HOW TO COMPLETE THIS TASK: I'd like the entries reproduced exactly, with the images omitted.

DATA TO USE:
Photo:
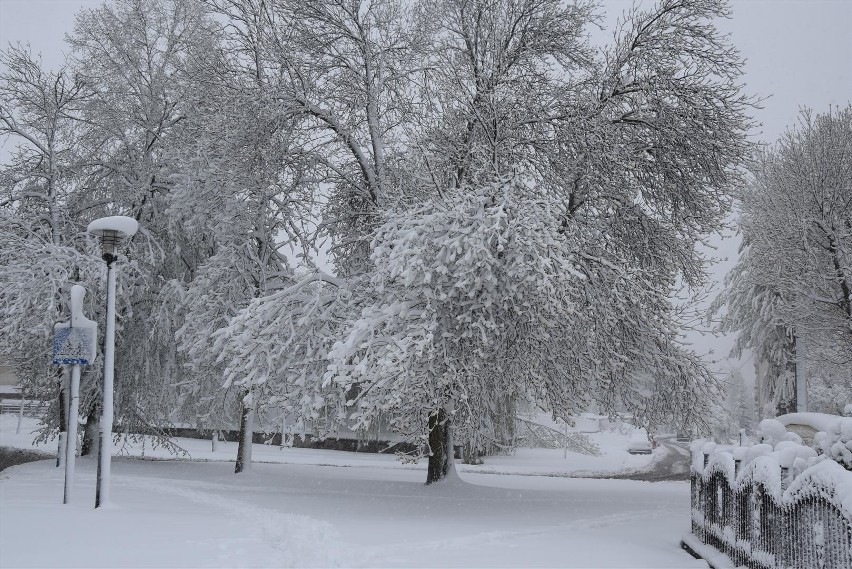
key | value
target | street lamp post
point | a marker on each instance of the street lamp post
(111, 230)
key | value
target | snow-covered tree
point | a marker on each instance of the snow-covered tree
(793, 280)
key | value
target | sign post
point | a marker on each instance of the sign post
(75, 344)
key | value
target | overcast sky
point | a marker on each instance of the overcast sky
(798, 54)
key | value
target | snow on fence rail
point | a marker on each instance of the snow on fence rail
(763, 515)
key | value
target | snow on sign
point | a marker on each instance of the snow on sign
(74, 345)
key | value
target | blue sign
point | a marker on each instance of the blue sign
(74, 345)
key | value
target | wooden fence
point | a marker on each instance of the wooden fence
(762, 520)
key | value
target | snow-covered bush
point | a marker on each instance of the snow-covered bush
(836, 443)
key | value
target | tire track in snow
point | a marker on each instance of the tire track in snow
(300, 541)
(475, 541)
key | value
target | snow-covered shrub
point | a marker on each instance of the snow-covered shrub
(836, 443)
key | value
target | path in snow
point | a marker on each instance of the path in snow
(199, 514)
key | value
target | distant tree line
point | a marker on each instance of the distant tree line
(506, 209)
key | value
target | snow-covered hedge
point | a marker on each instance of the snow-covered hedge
(778, 503)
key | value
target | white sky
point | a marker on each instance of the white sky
(798, 52)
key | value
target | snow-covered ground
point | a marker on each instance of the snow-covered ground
(300, 507)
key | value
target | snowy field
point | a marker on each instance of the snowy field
(300, 507)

YOUR RESPONSE:
Photo:
key | value
target | street lamp post
point | a marker on each instance of the street lamp post
(111, 230)
key | value
target | snow-covered tree
point | a marker on each instance of the snow-covered tree
(793, 280)
key | value
target | sign post
point | a marker on each instance of the sign post
(75, 344)
key | value
target | overcast sky
point | a marker on each instance of the overcast sky
(798, 54)
key | value
target | snow on fence rail
point | a marker on each instance of the snow on fence rail
(763, 515)
key | value
target | snow on sign
point | a marker on each instance of the snow on sign
(74, 345)
key | value
target | blue sign
point | a marker on each instance of the blue sign
(74, 345)
key | value
target | wooden fence
point | a marker on each instance of the wooden fence
(762, 520)
key | value
target | snow-covered bush
point | a marker on each instance of the snow-covered bush
(836, 443)
key | value
target | tire track in snow
point | a marker on each instance of the tire track in snow
(300, 541)
(475, 541)
key | value
target | snow-covered shrub
point | a marker on each instance of the snow-covered shrub
(836, 443)
key | value
target | path in snow
point | a marker on each instance of the path in snow
(199, 514)
key | value
target | distant tree line
point | a marker on each instance of the distant tree line
(506, 209)
key | value
target | snow-covered hedge
point | a marker on each instance of the snow-covered hedge
(778, 503)
key | value
target | white sky
point | a marker on each instance of the white sky
(798, 52)
key | value
target | snow-covered ground
point | a marker on each instance of the snow-covered ground
(300, 507)
key | value
target | snowy field
point | a marker on each instance of the snowy field
(300, 507)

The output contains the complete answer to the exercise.